(Dataset excerpt)
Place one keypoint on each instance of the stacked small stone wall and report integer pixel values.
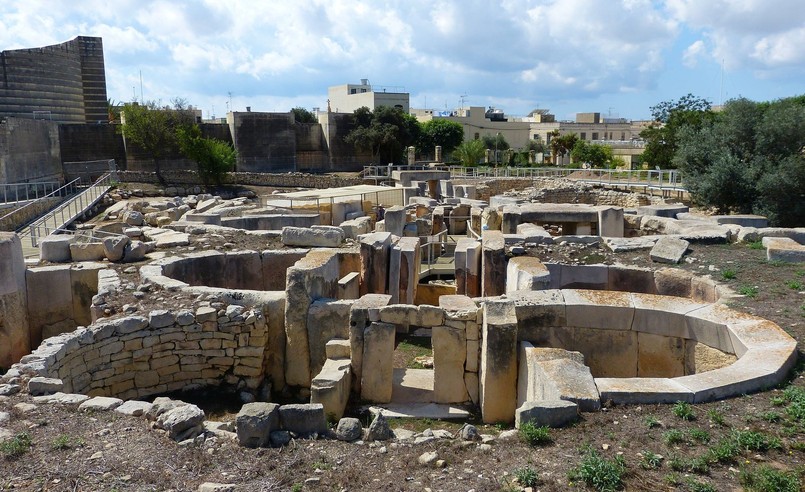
(282, 180)
(135, 356)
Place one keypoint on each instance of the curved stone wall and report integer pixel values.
(67, 80)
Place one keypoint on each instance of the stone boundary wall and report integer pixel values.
(135, 357)
(280, 180)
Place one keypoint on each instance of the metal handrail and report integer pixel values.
(41, 227)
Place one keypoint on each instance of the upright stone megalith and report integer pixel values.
(498, 374)
(14, 337)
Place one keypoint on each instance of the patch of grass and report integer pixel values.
(771, 417)
(694, 485)
(699, 435)
(673, 436)
(64, 441)
(716, 417)
(17, 445)
(649, 460)
(767, 479)
(600, 473)
(684, 410)
(652, 422)
(794, 284)
(535, 435)
(526, 476)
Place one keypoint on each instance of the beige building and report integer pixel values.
(349, 97)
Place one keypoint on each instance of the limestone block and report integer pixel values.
(663, 315)
(599, 309)
(550, 413)
(331, 387)
(377, 370)
(114, 247)
(50, 301)
(493, 263)
(255, 422)
(702, 358)
(87, 251)
(498, 372)
(43, 386)
(404, 266)
(337, 349)
(375, 249)
(660, 356)
(537, 310)
(449, 356)
(313, 277)
(349, 286)
(326, 320)
(15, 340)
(635, 391)
(526, 273)
(358, 321)
(556, 378)
(303, 418)
(669, 250)
(784, 249)
(55, 248)
(318, 237)
(276, 264)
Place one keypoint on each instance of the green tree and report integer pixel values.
(470, 152)
(669, 117)
(446, 133)
(214, 157)
(598, 156)
(385, 132)
(302, 115)
(748, 158)
(153, 128)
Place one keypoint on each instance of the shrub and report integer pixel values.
(17, 445)
(766, 479)
(535, 435)
(527, 476)
(684, 410)
(600, 473)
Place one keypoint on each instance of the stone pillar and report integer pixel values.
(313, 277)
(498, 371)
(374, 262)
(494, 264)
(395, 219)
(449, 355)
(14, 337)
(358, 321)
(610, 222)
(527, 273)
(378, 362)
(404, 268)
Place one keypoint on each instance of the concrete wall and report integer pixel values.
(66, 80)
(29, 151)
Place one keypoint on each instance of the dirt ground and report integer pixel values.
(107, 451)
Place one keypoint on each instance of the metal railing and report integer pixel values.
(65, 213)
(23, 192)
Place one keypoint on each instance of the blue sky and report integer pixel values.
(617, 57)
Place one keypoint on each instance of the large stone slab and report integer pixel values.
(498, 371)
(669, 250)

SHORT PROBLEM:
Reproduce the material in full, word for word, and omit the pictures.

REPLY TO THE TASK:
Place one keypoint on each instance of the stacked small stone wall and report integer pixel values.
(282, 180)
(135, 356)
Place one keypoint on each instance of the curved stone wall and report integer pixel values.
(67, 80)
Place one keypoint on each instance of the stone boundary wall and report integer pixel values.
(135, 357)
(280, 180)
Place one keypoint on each instance of the metal handrail and report integer pixel values.
(41, 227)
Place one keypoint on each instance of the upright stone megalith and report integer pixel values.
(498, 374)
(14, 337)
Place one keypoint on each instance of the patch of grass and report integer pixel values.
(771, 417)
(694, 485)
(699, 435)
(673, 436)
(64, 441)
(716, 417)
(17, 445)
(649, 460)
(767, 479)
(600, 473)
(684, 410)
(652, 422)
(794, 284)
(535, 435)
(526, 476)
Place one keypoint on each instance of the beige building and report integer pixel values.
(349, 97)
Place one keypoint on each instance of the limestone block and report integer pixel values.
(663, 315)
(599, 309)
(550, 413)
(331, 387)
(377, 370)
(114, 247)
(50, 301)
(493, 263)
(255, 422)
(702, 358)
(87, 251)
(498, 372)
(43, 386)
(404, 266)
(337, 349)
(375, 249)
(660, 356)
(537, 310)
(449, 356)
(313, 277)
(349, 286)
(326, 320)
(15, 340)
(635, 391)
(526, 273)
(358, 321)
(556, 378)
(303, 418)
(669, 250)
(784, 249)
(55, 248)
(318, 237)
(276, 264)
Place one keypoint on each instance of the green tree and report integer pixel values.
(470, 152)
(669, 117)
(446, 133)
(214, 157)
(598, 156)
(385, 132)
(302, 115)
(748, 158)
(153, 128)
Place one keypoint on each instance of the shrub and report integer pixel values.
(17, 445)
(766, 479)
(535, 435)
(527, 476)
(684, 410)
(600, 473)
Place one keypoint on each instance of the stone pillar and report integer pixel values.
(313, 277)
(498, 371)
(374, 262)
(494, 264)
(395, 219)
(449, 355)
(14, 337)
(358, 321)
(610, 222)
(527, 273)
(378, 362)
(404, 268)
Place one keypoint on each instance of the concrete wall and report integer pixel values.
(66, 80)
(29, 151)
Place one keypoint on each instance of the dirt ground and report integer pixel values.
(107, 451)
Place one keypoint on each instance of the metal railing and report integer pixel values.
(65, 213)
(23, 192)
Place one keypoint on each instance of the blue sky and report integer pixel values.
(617, 57)
Place one keypoint on each instance of the large stone slab and report integer pixel values.
(498, 371)
(669, 250)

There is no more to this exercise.